→ **Do this**
Copy out every record precisely.

→ **Listed entries**
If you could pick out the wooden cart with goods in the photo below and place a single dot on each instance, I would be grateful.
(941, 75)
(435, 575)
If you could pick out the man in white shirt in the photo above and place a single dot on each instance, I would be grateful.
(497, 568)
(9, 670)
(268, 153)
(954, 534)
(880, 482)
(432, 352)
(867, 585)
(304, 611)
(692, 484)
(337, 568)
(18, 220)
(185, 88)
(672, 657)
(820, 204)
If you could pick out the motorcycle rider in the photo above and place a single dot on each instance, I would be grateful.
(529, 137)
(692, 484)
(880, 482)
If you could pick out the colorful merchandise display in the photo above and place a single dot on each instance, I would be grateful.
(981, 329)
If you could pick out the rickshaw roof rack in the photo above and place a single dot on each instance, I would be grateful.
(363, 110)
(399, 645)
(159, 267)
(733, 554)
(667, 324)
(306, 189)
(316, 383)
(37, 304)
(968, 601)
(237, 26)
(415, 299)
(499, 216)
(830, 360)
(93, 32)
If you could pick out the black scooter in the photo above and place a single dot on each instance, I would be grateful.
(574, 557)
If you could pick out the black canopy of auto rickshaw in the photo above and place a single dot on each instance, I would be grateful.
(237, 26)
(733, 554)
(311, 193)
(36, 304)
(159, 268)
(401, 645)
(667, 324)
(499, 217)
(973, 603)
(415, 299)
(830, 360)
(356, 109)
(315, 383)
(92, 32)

→ **The output**
If you could pick out the wooden cart with goods in the photo below and place a single dot on each instance, I would be grateful.
(941, 75)
(435, 575)
If you could pick out the man in white shirt in the photo above and place a single dot on each instance, I would be grateful.
(497, 568)
(9, 670)
(268, 153)
(954, 534)
(880, 482)
(432, 352)
(867, 585)
(304, 611)
(692, 484)
(337, 568)
(18, 220)
(185, 88)
(672, 657)
(820, 204)
If you could pick out the motorcycle rider in the photo above and place a single dot on each instance, I would be grateful.
(529, 137)
(692, 484)
(880, 482)
If you could pick out the colorful merchandise display in the photo above and place a single dot on each instance, I would be grateful.
(981, 329)
If you could pick out the rickshaw roof rack in the photo above and place a single dot on each instance, I would be grateful.
(363, 110)
(399, 645)
(159, 267)
(733, 554)
(667, 324)
(306, 189)
(316, 383)
(37, 304)
(968, 601)
(237, 26)
(415, 299)
(499, 216)
(830, 360)
(93, 32)
If you could pick out the black scooter in the photo above and place a single dot on each instance, I would be grateful.
(574, 557)
If you could pick out the black canopy of auto rickshaw in the photo above and place a single dot on each instance, I would be grateful.
(237, 26)
(733, 554)
(311, 193)
(36, 304)
(159, 268)
(401, 645)
(667, 324)
(499, 217)
(973, 603)
(415, 299)
(830, 360)
(356, 109)
(315, 383)
(92, 32)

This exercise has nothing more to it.